(WHAT YOU HAVE TO DO): Render every line of the listing below as a Markdown table with two columns, No. and Line, numbering the rows in order and leaving out blank lines.

════════════════

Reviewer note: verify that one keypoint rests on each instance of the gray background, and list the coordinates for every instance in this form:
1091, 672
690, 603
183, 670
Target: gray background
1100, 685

════════════════

(ANSWER TO THE TASK):
| No. | Line |
|---|---|
| 1 | Reviewer note: verify that one keypoint rests on each instance of the gray background, and list the coordinates for every instance in this form: |
| 2 | 1091, 672 |
| 3 | 690, 603 |
| 4 | 183, 670 |
| 5 | Target: gray background |
| 6 | 1100, 685 |